- _What is needed_
Produce the listing below again, exactly as shown.

- _Task input_

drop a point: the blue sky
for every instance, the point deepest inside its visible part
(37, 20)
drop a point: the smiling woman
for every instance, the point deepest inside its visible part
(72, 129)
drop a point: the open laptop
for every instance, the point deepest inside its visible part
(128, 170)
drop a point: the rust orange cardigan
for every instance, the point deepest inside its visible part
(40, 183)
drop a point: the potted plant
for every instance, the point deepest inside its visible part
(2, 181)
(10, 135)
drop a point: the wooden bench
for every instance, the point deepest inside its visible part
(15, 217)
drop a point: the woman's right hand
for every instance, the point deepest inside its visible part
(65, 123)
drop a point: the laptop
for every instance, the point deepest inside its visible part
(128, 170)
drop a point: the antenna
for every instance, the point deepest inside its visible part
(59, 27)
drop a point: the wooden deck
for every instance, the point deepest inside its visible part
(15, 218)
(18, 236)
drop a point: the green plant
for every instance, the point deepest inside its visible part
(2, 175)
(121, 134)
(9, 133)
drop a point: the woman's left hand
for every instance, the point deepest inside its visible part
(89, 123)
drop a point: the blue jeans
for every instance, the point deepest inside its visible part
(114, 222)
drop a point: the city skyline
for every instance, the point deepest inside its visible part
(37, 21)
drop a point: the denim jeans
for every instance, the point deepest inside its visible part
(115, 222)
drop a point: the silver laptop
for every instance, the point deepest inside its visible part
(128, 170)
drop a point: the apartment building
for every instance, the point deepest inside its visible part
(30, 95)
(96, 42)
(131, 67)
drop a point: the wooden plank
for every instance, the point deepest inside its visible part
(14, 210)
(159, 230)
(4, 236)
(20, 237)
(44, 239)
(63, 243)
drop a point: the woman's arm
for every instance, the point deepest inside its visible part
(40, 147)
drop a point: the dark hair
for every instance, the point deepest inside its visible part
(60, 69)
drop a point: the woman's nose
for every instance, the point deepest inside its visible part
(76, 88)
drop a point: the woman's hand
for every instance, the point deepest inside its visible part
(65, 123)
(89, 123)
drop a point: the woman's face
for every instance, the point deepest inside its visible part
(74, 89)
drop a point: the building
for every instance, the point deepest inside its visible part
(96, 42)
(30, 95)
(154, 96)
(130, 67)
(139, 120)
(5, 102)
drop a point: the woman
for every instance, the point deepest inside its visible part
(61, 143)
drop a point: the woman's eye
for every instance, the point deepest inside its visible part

- _Solution to the exercise_
drop a point: the blue sky
for every instance, the point deepest inside its visible part
(37, 20)
drop a point: the smiling woman
for every instance, the point deepest inside its visible part
(72, 129)
drop a point: the open laptop
for every instance, the point deepest inside its visible part
(128, 170)
drop a point: the rust orange cardigan
for every instance, the point deepest inside its visible part
(40, 183)
drop a point: the potted plant
for every instance, the point deepest inside its visible part
(2, 181)
(10, 135)
drop a point: the wooden bench
for every instance, the point deepest inside its visible part
(15, 217)
drop a point: the woman's right hand
for every instance, the point deepest inside its visible part
(65, 123)
drop a point: the laptop
for every instance, the point deepest inside its visible part
(128, 170)
drop a point: the antenna
for every instance, the point deepest inside its visible part
(59, 27)
drop a point: the wooden deck
for every instance, the point deepest inside its visible part
(15, 218)
(18, 236)
drop a point: the green plant
for every instance, the point deepest inside its visible part
(2, 175)
(121, 134)
(9, 133)
drop a point: the woman's left hand
for every instance, the point deepest inside its visible part
(89, 123)
drop a point: the blue jeans
for every instance, the point deepest inside its visible part
(114, 222)
drop a point: the city skyline
for every instance, the point deepest inside its visible part
(37, 21)
drop a point: the denim jeans
for every instance, the point deepest inside its visible part
(115, 222)
drop a point: the silver laptop
for every instance, the point deepest inside its visible part
(128, 170)
drop a point: the apartment building
for every instance, the point deepest inside its visible part
(30, 95)
(96, 42)
(131, 67)
drop a point: the wooden plank
for every instance, the point deepest inside its visible part
(14, 210)
(159, 230)
(4, 236)
(20, 237)
(44, 239)
(63, 243)
drop a point: the woman's arm
for every instance, the point deepest inside its visible part
(40, 147)
drop a point: the dark hair
for every instance, the point deepest inside its visible part
(60, 69)
drop a point: the woman's nose
for every instance, the point deepest inside its visible part
(76, 88)
drop a point: the woman's hand
for every instance, the point deepest inside its visible part
(65, 123)
(89, 123)
drop a point: the woman's face
for every instance, the point deepest inside its visible part
(74, 89)
drop a point: the building
for every instance, the point deepest inside its visible part
(96, 42)
(30, 95)
(154, 96)
(130, 67)
(139, 120)
(5, 102)
drop a point: the woman
for every instance, the point deepest inside its visible part
(61, 143)
drop a point: the woman's eye
for every instance, the point deepest inside its visible part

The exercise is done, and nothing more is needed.